• [Description of the task]: Please find every line in the listing below that contains the string "roof" and copy each of those lines. Treat uppercase and lowercase letters as different.

>> start Source data

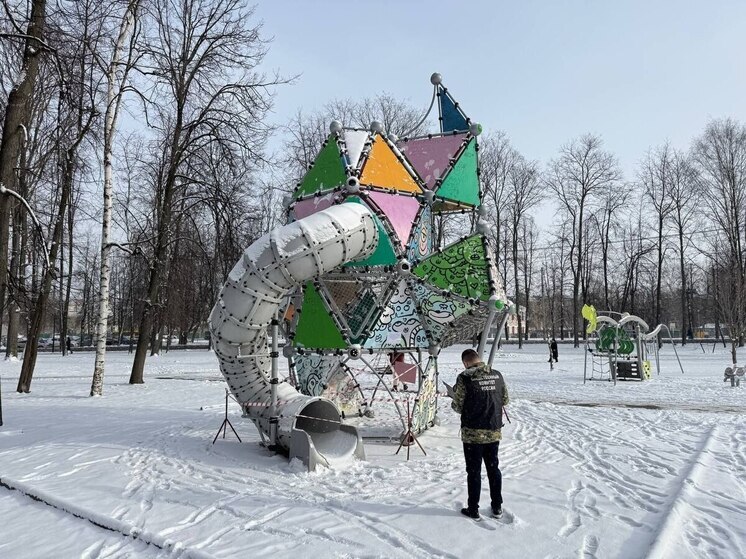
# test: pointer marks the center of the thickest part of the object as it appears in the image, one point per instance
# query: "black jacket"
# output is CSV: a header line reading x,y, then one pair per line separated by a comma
x,y
483,398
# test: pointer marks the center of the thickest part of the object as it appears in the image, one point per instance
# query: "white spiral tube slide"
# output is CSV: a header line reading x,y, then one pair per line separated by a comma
x,y
269,270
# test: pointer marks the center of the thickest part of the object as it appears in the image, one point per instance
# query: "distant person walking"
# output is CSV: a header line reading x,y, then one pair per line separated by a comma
x,y
479,396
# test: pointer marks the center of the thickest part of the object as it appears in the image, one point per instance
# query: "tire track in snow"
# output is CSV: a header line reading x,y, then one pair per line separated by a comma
x,y
104,522
706,526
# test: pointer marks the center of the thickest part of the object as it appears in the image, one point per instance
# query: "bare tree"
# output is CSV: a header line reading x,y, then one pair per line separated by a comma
x,y
719,156
78,32
203,56
684,193
117,68
655,178
582,170
524,193
17,113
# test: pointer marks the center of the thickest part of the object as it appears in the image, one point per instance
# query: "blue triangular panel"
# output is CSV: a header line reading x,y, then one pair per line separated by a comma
x,y
452,118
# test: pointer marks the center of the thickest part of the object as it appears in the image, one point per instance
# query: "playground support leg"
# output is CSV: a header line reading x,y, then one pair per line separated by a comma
x,y
486,331
275,355
496,341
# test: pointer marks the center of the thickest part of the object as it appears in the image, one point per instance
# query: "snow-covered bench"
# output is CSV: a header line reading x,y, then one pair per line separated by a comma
x,y
734,375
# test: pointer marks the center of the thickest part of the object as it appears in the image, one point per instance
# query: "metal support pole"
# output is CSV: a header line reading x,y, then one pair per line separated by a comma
x,y
486,331
498,335
274,380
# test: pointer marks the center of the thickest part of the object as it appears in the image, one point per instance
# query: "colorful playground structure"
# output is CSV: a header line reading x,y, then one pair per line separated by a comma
x,y
356,282
620,348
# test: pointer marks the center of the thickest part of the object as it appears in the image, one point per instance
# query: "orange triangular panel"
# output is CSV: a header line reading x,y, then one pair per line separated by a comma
x,y
383,169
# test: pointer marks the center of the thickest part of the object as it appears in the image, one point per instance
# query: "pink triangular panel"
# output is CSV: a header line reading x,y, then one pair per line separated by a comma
x,y
430,156
400,211
306,207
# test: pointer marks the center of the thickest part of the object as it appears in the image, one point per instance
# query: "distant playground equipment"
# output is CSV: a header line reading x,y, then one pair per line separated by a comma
x,y
620,348
356,282
734,375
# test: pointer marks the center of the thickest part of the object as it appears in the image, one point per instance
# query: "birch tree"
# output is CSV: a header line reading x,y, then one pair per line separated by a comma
x,y
582,170
121,62
203,57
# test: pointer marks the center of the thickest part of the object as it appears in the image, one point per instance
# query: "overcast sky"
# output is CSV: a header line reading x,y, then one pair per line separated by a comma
x,y
635,72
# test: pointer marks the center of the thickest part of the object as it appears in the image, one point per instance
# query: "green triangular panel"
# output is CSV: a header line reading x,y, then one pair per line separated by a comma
x,y
327,171
384,254
462,183
316,328
461,268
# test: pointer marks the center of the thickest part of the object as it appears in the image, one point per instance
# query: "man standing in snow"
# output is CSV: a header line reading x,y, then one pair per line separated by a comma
x,y
479,396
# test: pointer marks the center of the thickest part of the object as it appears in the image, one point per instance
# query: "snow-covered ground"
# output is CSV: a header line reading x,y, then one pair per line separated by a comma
x,y
652,469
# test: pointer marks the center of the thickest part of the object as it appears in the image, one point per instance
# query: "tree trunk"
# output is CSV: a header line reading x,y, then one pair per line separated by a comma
x,y
659,278
517,284
37,315
113,100
682,270
17,114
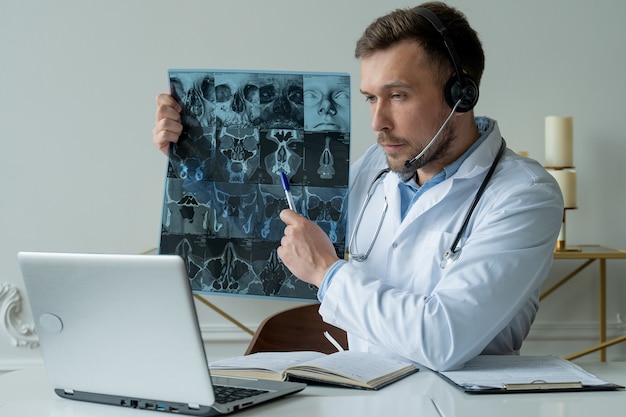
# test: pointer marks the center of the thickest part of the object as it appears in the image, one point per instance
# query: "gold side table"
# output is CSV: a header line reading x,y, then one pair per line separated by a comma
x,y
590,254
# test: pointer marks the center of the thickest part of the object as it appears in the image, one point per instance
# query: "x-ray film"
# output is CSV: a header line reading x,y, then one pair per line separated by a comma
x,y
223,191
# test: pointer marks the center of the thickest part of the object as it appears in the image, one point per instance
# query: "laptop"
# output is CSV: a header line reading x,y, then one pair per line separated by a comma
x,y
122,330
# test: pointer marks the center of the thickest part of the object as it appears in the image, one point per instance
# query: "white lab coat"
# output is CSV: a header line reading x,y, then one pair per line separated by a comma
x,y
401,303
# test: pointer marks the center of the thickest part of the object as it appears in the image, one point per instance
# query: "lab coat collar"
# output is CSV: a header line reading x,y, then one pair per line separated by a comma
x,y
476,164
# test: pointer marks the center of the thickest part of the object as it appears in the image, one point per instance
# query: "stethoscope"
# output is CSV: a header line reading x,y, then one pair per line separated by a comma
x,y
454,251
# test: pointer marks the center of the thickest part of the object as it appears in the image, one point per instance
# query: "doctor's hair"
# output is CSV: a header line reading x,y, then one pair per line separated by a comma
x,y
404,24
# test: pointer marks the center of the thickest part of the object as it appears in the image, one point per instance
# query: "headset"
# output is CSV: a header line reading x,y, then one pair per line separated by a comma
x,y
461,91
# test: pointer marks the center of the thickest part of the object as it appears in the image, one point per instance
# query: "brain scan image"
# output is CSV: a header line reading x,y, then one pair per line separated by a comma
x,y
284,158
281,102
196,94
237,155
223,191
237,99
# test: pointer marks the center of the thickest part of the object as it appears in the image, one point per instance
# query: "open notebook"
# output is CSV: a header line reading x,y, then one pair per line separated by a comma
x,y
122,330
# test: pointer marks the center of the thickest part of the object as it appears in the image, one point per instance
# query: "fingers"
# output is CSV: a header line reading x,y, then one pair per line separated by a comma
x,y
168,126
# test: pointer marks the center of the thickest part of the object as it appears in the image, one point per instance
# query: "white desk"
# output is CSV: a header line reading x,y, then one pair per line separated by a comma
x,y
27,393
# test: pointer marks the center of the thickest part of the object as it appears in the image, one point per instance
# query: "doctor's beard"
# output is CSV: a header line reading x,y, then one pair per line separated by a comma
x,y
437,151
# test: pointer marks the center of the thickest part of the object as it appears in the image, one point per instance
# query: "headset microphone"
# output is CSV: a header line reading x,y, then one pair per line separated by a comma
x,y
411,161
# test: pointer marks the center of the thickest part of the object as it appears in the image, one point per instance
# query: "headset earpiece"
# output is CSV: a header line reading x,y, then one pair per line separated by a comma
x,y
467,93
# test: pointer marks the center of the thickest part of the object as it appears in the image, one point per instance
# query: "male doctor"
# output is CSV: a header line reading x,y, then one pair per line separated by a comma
x,y
451,234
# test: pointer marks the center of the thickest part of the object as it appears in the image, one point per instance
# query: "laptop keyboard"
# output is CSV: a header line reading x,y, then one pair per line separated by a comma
x,y
225,394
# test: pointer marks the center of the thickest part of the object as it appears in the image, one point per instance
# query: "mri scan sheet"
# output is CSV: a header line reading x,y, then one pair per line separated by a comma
x,y
223,193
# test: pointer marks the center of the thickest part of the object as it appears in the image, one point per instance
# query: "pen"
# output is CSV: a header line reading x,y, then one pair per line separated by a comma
x,y
290,202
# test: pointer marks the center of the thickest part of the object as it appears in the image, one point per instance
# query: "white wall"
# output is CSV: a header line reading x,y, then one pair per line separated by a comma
x,y
77,84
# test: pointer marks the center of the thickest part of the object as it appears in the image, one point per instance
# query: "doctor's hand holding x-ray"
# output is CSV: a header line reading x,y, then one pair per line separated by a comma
x,y
450,233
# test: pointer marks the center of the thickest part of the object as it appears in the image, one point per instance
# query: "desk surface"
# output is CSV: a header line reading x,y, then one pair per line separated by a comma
x,y
27,393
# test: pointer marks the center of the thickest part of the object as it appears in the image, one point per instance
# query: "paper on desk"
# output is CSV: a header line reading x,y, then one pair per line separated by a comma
x,y
495,371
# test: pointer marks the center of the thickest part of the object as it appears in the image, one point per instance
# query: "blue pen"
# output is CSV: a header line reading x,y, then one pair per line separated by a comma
x,y
290,202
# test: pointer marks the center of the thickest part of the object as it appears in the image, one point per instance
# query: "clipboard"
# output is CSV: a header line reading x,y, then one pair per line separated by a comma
x,y
508,374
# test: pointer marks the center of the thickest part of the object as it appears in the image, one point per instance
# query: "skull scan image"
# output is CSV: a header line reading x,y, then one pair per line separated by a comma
x,y
196,95
238,153
327,103
237,99
236,210
273,202
327,162
281,102
229,272
284,158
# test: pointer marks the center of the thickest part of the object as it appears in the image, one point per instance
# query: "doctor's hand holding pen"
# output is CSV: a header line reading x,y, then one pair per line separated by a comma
x,y
305,248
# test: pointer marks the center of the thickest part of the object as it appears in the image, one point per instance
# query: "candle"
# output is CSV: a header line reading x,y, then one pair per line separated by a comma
x,y
567,182
559,143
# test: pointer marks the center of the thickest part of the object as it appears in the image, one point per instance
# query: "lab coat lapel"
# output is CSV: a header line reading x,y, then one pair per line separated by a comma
x,y
476,164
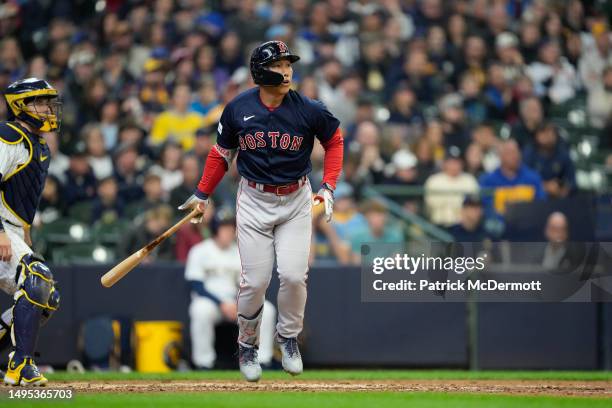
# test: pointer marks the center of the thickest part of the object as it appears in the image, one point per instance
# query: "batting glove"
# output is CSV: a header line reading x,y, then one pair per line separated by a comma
x,y
325,196
195,202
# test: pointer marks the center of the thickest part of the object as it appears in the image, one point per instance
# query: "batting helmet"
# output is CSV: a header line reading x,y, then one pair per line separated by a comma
x,y
20,93
264,55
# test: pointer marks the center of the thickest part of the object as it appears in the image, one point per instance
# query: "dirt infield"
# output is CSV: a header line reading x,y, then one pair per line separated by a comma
x,y
508,387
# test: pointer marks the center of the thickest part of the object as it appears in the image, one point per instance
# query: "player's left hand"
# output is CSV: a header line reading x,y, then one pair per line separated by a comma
x,y
326,197
195,202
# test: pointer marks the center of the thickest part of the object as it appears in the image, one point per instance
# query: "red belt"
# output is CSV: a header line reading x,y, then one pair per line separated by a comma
x,y
284,189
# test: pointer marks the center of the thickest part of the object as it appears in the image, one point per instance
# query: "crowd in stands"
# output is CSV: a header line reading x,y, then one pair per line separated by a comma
x,y
454,96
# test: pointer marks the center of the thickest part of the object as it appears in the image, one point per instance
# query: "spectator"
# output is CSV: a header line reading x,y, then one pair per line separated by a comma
x,y
510,58
177,123
596,57
59,162
127,172
108,207
473,102
498,93
426,165
213,274
190,175
169,167
531,117
191,234
484,136
453,122
512,182
156,220
98,158
403,109
347,220
599,102
404,168
470,227
549,156
474,158
379,229
206,100
559,255
153,93
153,195
553,76
444,191
109,123
52,205
80,180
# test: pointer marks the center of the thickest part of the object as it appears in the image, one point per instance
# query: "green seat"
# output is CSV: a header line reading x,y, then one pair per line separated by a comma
x,y
83,253
81,211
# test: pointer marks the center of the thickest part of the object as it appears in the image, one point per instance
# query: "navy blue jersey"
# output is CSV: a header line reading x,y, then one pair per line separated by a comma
x,y
274,146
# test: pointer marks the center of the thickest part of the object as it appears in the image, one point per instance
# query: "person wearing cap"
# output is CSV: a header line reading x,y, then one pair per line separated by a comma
x,y
453,121
553,76
470,227
127,172
333,239
178,122
512,182
379,229
597,57
153,93
506,46
444,191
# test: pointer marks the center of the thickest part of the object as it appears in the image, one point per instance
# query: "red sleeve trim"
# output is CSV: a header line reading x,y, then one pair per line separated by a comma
x,y
214,170
334,155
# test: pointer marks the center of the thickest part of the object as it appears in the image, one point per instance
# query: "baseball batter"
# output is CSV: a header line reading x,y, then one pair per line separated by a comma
x,y
272,130
33,108
213,273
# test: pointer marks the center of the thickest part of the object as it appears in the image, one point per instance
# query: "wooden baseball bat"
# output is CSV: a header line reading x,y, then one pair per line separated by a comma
x,y
124,267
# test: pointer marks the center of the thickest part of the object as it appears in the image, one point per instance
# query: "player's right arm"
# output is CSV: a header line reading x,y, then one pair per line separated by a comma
x,y
217,163
7,153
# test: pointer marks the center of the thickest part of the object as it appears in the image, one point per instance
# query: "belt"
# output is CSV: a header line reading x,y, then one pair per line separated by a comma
x,y
10,223
284,189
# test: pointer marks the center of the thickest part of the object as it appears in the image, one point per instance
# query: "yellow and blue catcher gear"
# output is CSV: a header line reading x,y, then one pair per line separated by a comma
x,y
35,301
20,93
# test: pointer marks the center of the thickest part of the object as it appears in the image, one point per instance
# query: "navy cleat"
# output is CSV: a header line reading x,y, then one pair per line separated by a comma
x,y
23,372
292,360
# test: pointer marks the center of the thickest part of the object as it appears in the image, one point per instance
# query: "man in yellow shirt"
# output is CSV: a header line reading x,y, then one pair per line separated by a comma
x,y
178,122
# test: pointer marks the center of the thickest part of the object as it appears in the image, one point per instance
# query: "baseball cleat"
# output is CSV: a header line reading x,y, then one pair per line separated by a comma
x,y
23,372
292,360
249,364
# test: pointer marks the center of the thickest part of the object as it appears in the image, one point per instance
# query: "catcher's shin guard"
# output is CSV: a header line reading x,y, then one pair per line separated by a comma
x,y
6,320
35,300
23,372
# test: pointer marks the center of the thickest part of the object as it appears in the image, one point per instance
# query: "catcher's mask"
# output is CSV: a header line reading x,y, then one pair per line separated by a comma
x,y
35,102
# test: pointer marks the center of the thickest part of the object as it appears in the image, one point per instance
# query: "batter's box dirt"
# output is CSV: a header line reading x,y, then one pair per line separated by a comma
x,y
514,387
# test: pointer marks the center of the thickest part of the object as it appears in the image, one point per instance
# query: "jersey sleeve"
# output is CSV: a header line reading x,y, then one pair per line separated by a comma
x,y
7,153
227,136
193,267
324,124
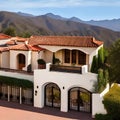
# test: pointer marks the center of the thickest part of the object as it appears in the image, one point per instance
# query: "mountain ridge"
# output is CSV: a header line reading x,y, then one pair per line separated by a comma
x,y
44,25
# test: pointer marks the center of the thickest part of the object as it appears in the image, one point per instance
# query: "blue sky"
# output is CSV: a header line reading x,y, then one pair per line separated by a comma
x,y
83,9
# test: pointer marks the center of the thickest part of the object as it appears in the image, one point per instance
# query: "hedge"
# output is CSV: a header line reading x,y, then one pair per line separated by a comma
x,y
16,82
112,102
103,117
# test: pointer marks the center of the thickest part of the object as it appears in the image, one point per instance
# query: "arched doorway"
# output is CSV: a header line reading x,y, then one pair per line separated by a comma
x,y
79,99
52,95
21,61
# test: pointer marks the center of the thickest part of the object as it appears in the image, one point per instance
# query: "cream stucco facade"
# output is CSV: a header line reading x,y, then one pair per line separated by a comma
x,y
67,86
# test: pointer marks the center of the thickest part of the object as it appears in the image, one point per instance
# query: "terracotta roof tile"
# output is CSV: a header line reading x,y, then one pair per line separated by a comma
x,y
3,49
25,47
4,36
77,41
11,42
19,39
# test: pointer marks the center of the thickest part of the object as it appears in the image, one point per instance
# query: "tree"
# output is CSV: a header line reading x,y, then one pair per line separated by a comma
x,y
114,62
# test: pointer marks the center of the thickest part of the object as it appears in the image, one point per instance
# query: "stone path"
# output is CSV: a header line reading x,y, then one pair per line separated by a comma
x,y
15,111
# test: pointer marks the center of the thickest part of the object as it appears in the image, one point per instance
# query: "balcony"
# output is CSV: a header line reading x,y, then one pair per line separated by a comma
x,y
69,69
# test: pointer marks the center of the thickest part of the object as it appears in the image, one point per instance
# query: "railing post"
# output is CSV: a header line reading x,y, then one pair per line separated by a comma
x,y
20,95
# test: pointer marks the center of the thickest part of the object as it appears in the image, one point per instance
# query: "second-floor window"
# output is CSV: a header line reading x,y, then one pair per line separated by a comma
x,y
67,56
74,57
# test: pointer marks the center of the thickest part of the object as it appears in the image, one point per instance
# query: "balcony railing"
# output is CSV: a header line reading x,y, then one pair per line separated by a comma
x,y
62,68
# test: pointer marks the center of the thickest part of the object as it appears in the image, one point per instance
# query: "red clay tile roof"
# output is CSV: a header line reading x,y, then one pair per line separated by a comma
x,y
11,42
26,47
19,39
3,49
3,36
77,41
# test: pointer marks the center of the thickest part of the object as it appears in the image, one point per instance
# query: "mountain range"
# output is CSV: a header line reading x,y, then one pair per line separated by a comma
x,y
50,24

>> end Source data

• [Answer to this task]:
# query: "terracotta roof tile"
# query: "red clay tile roof"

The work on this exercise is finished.